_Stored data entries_
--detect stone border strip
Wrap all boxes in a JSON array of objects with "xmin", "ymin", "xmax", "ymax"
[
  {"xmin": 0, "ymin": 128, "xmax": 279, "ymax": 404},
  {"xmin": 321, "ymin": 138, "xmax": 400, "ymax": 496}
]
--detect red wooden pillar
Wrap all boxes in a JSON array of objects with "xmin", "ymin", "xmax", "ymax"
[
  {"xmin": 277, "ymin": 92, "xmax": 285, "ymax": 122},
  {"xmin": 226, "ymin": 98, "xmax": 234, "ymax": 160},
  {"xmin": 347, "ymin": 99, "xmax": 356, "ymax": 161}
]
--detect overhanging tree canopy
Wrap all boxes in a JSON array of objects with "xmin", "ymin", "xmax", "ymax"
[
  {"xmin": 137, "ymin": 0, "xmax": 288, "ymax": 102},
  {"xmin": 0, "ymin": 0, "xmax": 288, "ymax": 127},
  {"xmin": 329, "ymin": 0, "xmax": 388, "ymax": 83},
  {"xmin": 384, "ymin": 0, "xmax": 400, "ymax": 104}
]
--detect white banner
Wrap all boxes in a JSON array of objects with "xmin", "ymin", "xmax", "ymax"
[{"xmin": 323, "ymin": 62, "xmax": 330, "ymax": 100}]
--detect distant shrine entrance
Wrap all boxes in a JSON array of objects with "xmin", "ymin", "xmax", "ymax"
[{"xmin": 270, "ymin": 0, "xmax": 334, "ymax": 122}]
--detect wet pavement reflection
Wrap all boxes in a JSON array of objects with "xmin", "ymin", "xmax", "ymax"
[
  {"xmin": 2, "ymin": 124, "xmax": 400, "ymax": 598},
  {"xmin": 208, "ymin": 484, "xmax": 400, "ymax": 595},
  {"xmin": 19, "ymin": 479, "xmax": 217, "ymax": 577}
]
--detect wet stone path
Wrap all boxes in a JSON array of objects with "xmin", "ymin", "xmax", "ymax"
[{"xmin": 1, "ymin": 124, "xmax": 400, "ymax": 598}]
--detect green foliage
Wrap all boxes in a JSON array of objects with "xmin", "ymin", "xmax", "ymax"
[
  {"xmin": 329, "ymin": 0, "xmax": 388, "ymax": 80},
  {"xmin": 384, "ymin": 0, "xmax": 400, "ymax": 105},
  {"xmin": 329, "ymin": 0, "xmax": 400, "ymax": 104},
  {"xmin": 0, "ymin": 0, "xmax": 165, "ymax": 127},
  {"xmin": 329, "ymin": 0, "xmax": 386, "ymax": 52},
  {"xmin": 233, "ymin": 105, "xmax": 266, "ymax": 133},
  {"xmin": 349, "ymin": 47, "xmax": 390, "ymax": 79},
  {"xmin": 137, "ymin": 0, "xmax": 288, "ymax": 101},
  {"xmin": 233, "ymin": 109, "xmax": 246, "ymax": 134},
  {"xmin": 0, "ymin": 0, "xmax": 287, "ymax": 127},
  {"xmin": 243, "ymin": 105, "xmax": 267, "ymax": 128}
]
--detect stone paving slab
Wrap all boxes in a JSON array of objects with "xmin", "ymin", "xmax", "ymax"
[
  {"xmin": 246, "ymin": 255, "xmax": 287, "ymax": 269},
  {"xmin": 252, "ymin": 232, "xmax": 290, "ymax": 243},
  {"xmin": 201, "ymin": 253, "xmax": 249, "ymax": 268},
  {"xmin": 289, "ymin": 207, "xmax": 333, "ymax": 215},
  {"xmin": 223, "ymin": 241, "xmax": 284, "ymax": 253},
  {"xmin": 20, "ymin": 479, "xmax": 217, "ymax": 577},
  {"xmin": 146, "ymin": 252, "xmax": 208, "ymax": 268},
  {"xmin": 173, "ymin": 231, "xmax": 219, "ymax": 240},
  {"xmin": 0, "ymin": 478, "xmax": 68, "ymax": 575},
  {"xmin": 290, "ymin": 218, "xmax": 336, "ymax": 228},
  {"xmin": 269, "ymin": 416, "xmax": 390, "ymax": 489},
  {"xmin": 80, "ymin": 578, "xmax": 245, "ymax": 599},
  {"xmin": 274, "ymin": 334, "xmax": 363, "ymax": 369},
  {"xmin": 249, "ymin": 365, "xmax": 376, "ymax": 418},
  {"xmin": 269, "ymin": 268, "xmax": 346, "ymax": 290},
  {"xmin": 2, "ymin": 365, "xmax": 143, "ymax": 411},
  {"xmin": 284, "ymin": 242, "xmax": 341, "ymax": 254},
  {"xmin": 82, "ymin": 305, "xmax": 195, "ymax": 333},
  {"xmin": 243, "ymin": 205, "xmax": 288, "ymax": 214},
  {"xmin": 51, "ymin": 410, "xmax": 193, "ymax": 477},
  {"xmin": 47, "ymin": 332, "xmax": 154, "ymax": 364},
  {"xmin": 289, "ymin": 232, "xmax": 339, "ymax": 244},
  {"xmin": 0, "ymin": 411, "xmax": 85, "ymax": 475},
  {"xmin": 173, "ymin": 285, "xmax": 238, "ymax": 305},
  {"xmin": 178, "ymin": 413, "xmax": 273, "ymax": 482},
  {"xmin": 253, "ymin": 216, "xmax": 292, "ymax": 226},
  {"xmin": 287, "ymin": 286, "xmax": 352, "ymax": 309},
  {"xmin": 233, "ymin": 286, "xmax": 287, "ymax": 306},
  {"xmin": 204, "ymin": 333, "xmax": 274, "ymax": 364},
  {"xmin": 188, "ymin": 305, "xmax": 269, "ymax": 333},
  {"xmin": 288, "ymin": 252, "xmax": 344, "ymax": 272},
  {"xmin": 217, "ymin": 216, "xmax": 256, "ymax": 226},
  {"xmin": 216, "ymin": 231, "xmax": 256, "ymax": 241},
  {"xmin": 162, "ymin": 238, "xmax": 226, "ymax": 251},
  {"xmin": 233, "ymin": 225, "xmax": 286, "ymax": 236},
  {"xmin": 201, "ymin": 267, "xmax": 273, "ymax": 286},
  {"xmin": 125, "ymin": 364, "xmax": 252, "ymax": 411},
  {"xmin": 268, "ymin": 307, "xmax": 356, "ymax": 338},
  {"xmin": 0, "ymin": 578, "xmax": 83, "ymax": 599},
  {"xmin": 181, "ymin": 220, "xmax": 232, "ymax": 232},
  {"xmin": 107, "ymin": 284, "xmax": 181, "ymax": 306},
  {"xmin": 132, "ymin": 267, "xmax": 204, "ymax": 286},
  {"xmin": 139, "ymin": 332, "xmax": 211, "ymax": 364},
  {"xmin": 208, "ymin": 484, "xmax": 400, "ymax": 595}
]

_Assigned task_
Line count for "stone": count the lines in the records above that hold this word, and give only the number.

_Solution to this exercise_
3